Gegeven opgave: Geef uitsluitend de rijen vanaf het begin tot en met de regel met "[42, 38, 79, 62]" opnieuw weer, verzoeken inbegrepen, en laat de afbeeldingen daarbij weg. Schaal alle kadercoördinaten in de antwoorden met factor 1,5 en rond af op hele getallen, halven naar boven; de getallen in de verzoeken en hun voorbeelduitvoer blijven ongewijzigd.

Gegevensset:
◇ ◇ ◇ ◇
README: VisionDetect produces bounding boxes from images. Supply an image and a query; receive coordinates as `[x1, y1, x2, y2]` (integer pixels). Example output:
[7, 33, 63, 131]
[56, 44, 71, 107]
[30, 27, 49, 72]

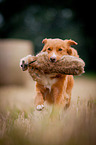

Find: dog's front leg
[35, 83, 44, 111]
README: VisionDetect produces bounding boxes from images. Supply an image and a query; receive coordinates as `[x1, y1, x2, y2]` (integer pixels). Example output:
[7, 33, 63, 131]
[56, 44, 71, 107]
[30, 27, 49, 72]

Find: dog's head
[42, 38, 79, 62]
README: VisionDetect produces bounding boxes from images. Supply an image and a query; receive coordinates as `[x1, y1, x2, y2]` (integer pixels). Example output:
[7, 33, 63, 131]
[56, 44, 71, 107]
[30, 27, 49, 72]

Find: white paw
[36, 104, 44, 111]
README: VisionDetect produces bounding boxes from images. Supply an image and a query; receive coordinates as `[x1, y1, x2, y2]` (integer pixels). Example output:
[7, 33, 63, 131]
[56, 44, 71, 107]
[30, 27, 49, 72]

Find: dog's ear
[64, 39, 78, 46]
[67, 47, 79, 57]
[42, 38, 47, 44]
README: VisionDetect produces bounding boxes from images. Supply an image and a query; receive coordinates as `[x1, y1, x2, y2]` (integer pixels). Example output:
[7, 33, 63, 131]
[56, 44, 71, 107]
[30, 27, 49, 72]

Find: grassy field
[0, 76, 96, 145]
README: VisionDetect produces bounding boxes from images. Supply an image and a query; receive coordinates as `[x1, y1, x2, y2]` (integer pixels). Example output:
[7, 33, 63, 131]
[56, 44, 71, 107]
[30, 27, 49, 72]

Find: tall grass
[0, 80, 96, 145]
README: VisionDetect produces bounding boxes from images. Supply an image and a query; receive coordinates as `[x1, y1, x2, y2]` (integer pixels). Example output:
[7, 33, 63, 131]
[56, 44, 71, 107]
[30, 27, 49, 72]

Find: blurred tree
[0, 0, 96, 70]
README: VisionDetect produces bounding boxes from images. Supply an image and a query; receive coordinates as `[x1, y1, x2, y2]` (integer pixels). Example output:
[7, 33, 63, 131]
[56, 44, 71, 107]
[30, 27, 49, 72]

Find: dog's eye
[59, 48, 62, 51]
[48, 48, 51, 50]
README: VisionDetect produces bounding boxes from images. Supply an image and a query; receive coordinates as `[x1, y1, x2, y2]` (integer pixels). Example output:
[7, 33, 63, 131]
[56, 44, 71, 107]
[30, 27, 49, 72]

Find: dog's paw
[36, 104, 44, 111]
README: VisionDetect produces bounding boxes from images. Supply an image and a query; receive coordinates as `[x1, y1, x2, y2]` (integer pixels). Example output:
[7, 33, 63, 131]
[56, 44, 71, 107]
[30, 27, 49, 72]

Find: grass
[0, 78, 96, 145]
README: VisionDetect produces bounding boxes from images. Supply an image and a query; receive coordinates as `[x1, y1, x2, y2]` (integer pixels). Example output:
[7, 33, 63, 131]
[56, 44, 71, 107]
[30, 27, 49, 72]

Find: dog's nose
[50, 57, 56, 62]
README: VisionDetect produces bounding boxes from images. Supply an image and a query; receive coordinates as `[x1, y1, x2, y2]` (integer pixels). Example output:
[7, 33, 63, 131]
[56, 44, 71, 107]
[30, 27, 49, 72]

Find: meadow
[0, 76, 96, 145]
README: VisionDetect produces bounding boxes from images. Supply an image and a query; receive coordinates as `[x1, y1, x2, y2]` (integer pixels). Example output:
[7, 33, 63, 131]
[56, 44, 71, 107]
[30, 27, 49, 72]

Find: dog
[20, 38, 79, 110]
◇ ◇ ◇ ◇
Resultaat:
README: VisionDetect produces bounding boxes from images. Supply an image and a query; receive coordinates as `[x1, y1, x2, y2]` (integer pixels). Example output:
[7, 33, 63, 131]
[56, 44, 71, 107]
[30, 27, 49, 72]


Find: dog's front leg
[53, 125, 66, 167]
README: VisionDetect produces bounding boxes from images. Supply an image and a query; receive coordinates as `[x1, y1, x2, y2]` (integer pixels). Example output:
[7, 33, 63, 131]
[56, 44, 71, 107]
[30, 27, 49, 72]

Find: dog's head
[63, 57, 119, 93]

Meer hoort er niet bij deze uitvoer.